═══ TEXT
Ed Black: It sounds to me like this is another one of those situations where your ability to roll up your sleeves and really be practical because of your hands-on experience in these markets really pays dividends—but do I have that right?
Ed Baer: I’d certainly like to think so. The traditional custody model talks about securing assets and things like that, and so when you have an equity security or a bond, you can represent that on your books by having a book entry through an official depository so there’s evidence. With digital assets, the evidence is a little harder to prove because it’s essentially a private key paired with a public key on this public blockchain where other people can see that it’s there. How do you evidence control over that, and how do you keep that secure? It involves rapidly evolving technologies. They talk about cold storage, which is things that are completely offline—not connected to the internet anywhere. Then they talk about warm storage, where in order to facilitate transactions, you have to be somewhat connected. And so, you have to sort of move between the warm storage and cold storage. You have to have these various controls in place (multi-signature controls) and things like sharding of private keys, where you break the private key up into pieces so that you keep it secure, and it requires two or more people to get together to act on the digital asset. So, it’s a really interesting space.
Ed Black: Fascinating stuff. All right, let me ask one more question. At least based on what I read in the papers, when you look at the advantage of ETFs, one of the reasons ETFs have swept the market in a way is because they’re administered on an automated basis—that is, they’re a set investment strategy, a set investment equation, and that dramatically decreases administrative costs. You’re not paying for anybody’s judgment, and especially in the liquid markets for ETFs, they can be something that performs for the investor with very, very low-cost infrastructure. You look at that the rest of the world outside of ETFs, candidly, people are moving to robo-advisors, to model platforms, to all these other things that aren’t ETFs but have that same highly automated profile, frankly, high-efficiency in terms of cost. Are you engaged at all with that aspect of the way technology is affecting markets—the automation of what used to be called “discretionary” investment management?
══════
═══ MATERIAL PROVIDED
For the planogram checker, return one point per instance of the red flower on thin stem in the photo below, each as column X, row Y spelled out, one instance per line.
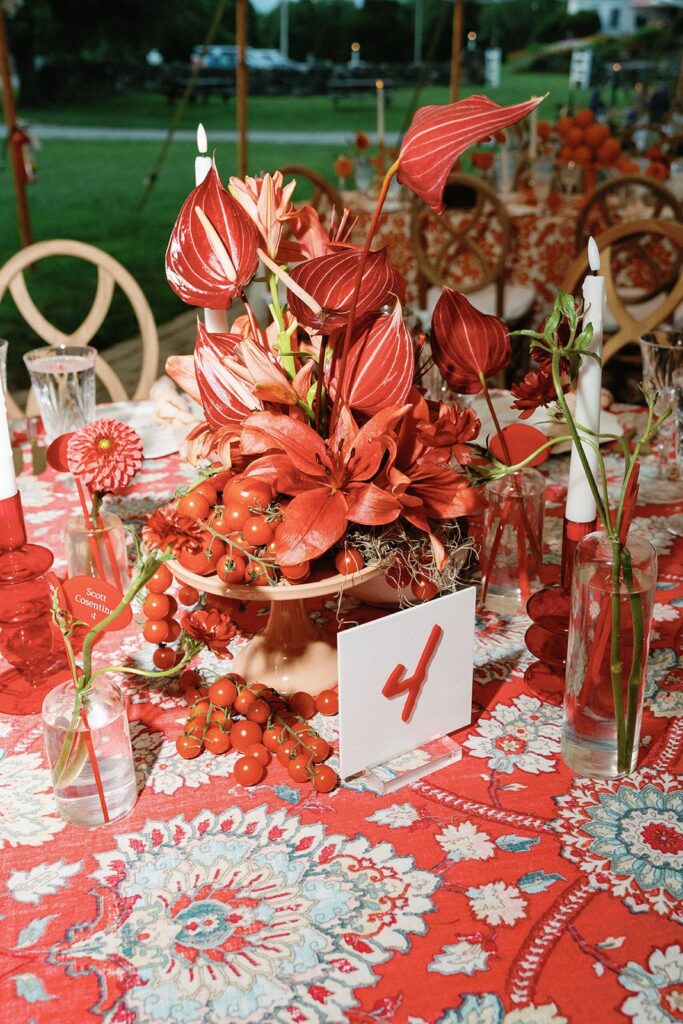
column 104, row 454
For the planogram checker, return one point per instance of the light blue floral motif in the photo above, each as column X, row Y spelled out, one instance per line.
column 629, row 836
column 244, row 915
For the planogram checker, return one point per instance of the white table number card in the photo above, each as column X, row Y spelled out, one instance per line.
column 404, row 680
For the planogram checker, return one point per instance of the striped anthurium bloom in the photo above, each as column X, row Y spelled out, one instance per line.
column 438, row 135
column 467, row 345
column 330, row 282
column 380, row 367
column 212, row 251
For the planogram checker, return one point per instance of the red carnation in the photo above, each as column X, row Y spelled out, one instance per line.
column 536, row 390
column 104, row 454
column 213, row 628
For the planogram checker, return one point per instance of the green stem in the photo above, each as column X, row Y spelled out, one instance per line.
column 615, row 669
column 635, row 675
column 602, row 511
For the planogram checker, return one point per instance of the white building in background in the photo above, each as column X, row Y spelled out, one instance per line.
column 622, row 17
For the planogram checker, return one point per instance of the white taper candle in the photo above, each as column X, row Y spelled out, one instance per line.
column 581, row 504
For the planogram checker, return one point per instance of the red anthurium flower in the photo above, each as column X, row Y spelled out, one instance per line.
column 467, row 344
column 536, row 390
column 330, row 281
column 379, row 371
column 447, row 432
column 212, row 251
column 438, row 135
column 330, row 480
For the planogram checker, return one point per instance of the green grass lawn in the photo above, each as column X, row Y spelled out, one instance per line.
column 90, row 190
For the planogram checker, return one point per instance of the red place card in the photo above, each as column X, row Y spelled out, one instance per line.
column 91, row 600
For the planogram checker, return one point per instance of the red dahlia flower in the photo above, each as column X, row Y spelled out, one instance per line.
column 438, row 135
column 467, row 345
column 104, row 454
column 212, row 251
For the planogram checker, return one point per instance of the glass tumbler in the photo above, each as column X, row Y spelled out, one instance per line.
column 97, row 551
column 512, row 545
column 62, row 378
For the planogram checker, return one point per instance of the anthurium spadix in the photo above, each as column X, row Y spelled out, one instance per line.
column 212, row 253
column 438, row 135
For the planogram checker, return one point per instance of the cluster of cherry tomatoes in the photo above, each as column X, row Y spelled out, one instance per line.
column 259, row 724
column 161, row 627
column 240, row 515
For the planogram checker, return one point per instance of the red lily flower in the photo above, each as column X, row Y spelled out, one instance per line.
column 438, row 135
column 379, row 371
column 467, row 344
column 330, row 281
column 212, row 251
column 330, row 480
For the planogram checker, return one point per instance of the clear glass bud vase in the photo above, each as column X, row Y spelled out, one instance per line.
column 512, row 542
column 609, row 631
column 89, row 753
column 97, row 551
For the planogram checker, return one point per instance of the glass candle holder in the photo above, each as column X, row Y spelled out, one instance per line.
column 512, row 544
column 97, row 551
column 609, row 631
column 89, row 754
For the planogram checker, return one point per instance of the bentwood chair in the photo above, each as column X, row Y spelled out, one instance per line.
column 110, row 273
column 325, row 198
column 625, row 271
column 467, row 248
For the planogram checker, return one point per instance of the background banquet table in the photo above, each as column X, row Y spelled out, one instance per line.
column 500, row 890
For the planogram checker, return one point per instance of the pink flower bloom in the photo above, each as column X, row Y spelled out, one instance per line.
column 105, row 455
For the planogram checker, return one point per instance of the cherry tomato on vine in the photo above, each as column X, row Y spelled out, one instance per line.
column 327, row 701
column 161, row 581
column 222, row 692
column 230, row 568
column 258, row 712
column 299, row 768
column 187, row 595
column 216, row 741
column 244, row 733
column 187, row 747
column 325, row 779
column 348, row 560
column 249, row 491
column 164, row 657
column 194, row 505
column 259, row 752
column 257, row 530
column 248, row 771
column 156, row 631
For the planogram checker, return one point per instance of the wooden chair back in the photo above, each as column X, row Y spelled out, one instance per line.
column 473, row 232
column 110, row 273
column 325, row 199
column 648, row 233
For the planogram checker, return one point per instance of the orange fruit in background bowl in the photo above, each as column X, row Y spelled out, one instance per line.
column 595, row 135
column 584, row 118
column 609, row 152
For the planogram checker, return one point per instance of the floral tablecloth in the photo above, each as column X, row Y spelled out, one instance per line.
column 501, row 890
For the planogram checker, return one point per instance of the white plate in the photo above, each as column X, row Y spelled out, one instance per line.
column 159, row 439
column 609, row 424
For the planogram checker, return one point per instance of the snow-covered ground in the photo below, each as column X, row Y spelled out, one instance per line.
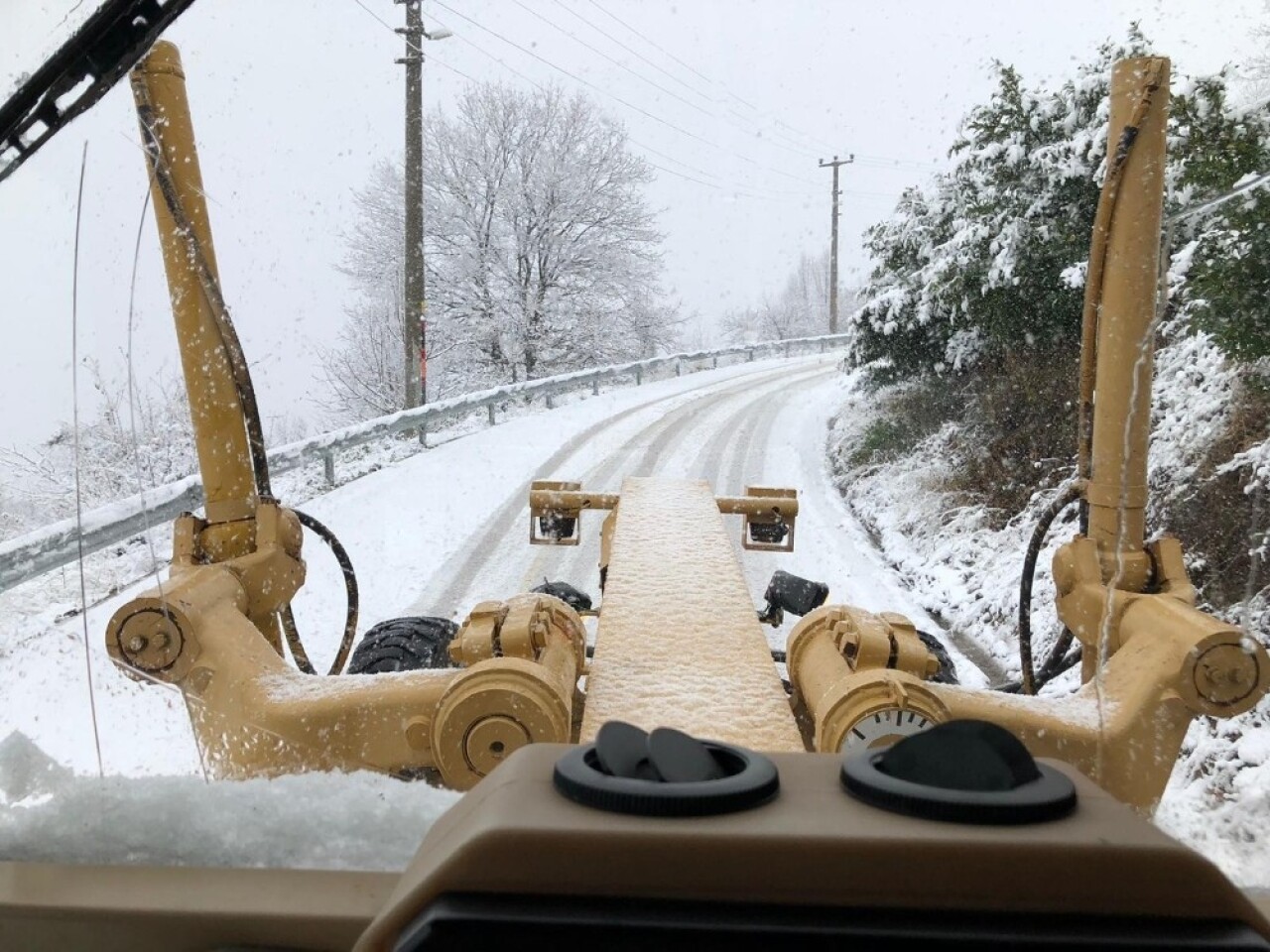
column 952, row 560
column 436, row 532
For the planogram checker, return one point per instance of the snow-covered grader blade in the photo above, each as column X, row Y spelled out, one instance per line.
column 685, row 798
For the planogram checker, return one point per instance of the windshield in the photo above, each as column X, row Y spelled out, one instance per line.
column 825, row 246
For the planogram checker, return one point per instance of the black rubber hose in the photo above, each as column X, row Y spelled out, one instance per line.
column 212, row 293
column 1065, row 499
column 289, row 622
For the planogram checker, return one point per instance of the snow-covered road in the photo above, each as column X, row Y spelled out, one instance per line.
column 445, row 529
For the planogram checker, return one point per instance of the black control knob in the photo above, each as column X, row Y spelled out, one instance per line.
column 663, row 774
column 960, row 772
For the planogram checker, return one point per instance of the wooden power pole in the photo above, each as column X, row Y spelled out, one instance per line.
column 833, row 243
column 414, row 293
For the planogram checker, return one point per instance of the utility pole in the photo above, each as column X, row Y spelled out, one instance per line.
column 833, row 241
column 414, row 293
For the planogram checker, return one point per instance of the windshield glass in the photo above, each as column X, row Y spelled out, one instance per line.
column 821, row 246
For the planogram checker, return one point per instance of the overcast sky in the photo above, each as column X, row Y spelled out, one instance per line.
column 295, row 100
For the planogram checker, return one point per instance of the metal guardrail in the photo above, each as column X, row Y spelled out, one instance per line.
column 53, row 546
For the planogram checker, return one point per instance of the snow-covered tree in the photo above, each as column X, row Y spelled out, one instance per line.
column 125, row 448
column 801, row 309
column 984, row 259
column 541, row 253
column 989, row 258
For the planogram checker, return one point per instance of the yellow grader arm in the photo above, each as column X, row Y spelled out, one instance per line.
column 679, row 642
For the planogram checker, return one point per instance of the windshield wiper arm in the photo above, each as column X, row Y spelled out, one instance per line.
column 81, row 71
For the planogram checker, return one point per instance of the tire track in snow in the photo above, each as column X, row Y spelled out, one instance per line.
column 579, row 565
column 500, row 538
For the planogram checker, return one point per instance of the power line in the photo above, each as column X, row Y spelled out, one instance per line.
column 634, row 53
column 615, row 17
column 874, row 162
column 743, row 189
column 619, row 99
column 575, row 79
column 615, row 62
column 747, row 189
column 1206, row 208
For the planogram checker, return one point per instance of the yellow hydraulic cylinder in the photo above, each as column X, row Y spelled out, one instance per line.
column 1121, row 416
column 220, row 430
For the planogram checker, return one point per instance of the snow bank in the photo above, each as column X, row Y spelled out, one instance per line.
column 965, row 574
column 309, row 821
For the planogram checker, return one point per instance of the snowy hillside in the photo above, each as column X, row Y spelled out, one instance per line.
column 962, row 570
column 443, row 530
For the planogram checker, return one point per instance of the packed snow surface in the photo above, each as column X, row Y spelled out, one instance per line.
column 439, row 531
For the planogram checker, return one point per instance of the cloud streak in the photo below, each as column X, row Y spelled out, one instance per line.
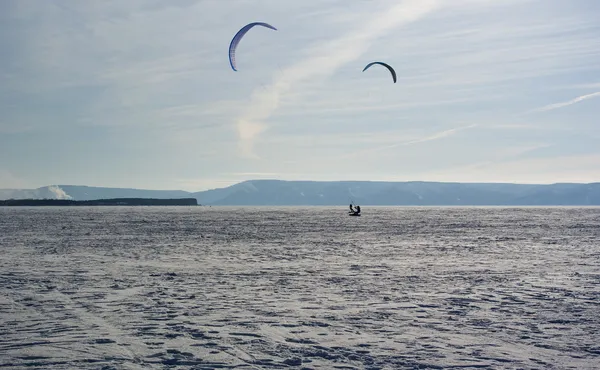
column 435, row 136
column 567, row 103
column 325, row 61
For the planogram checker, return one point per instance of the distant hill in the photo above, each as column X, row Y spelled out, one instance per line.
column 99, row 202
column 336, row 193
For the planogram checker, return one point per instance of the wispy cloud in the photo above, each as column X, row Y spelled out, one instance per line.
column 432, row 137
column 325, row 61
column 567, row 103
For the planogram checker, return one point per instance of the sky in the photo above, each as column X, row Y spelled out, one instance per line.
column 140, row 93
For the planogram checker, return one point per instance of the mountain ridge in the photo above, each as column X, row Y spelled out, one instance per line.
column 272, row 192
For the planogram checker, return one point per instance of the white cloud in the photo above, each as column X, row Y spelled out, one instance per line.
column 567, row 103
column 325, row 60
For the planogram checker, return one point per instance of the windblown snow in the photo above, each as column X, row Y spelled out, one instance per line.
column 226, row 287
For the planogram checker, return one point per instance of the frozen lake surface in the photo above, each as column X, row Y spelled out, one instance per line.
column 268, row 288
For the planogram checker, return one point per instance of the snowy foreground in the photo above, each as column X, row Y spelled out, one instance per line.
column 206, row 288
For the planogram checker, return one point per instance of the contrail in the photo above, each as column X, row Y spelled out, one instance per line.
column 565, row 104
column 325, row 61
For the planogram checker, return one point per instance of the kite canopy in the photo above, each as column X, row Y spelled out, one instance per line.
column 238, row 36
column 385, row 65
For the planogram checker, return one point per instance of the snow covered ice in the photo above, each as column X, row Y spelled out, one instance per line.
column 268, row 288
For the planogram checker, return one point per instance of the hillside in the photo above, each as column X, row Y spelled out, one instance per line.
column 298, row 193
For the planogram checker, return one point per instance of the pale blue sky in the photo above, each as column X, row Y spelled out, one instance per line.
══════
▸ **DIRECTIVE A**: In the interview on digital asset custody, why do holders of digital assets have to move between cold storage and warm storage? Answer in one to three sentences.
▸ **DIRECTIVE B**: Extend the interview on digital asset custody beyond the final question it poses.

▸ **EXPECTED OUTPUT A**: Cold storage is completely offline and not connected to the internet anywhere. Facilitating transactions requires being somewhat connected, which is what warm storage provides. Assets therefore have to move between the two.

▸ **EXPECTED OUTPUT B**:
Ed Baer: Yes, absolutely. So, what you described is really the index ETF market. This is an ETF that is tracking the classic S&P 500, Russell 1000 or the Barclays Aggregate Index—those big broad indexes that have been traditionally used as benchmarks by institutional investors for years and years. So, the ETF is able to deliver those strategies in a very cost-effective way. And then, when coupled with the technology that you just were describing, these model portfolios and robo-advice platforms, ETFs are really the perfect vehicle for that. So, that is one of the things that our clients are all very interested in.
Ed Black: Hold on, so the robo-advisor in the model platform sits on top of the underlying ETFs and creates a customized offering?
Ed Baer: That’s right. So, it can be customized, but often it’s just like you would go to a financial advisor—you’d sit down, you'd talk about your risk tolerances, what your time horizons are, what you have to invest and what your goals are, and then there’s models that are typically designed to fit cohorts of people, not necessarily a custom-design for you. And so, you’ll work with the robo-advisor—basically online, you answer these questions and it says, “Based on what you’ve said, we think this portfolio consisting of these seven ETFs…”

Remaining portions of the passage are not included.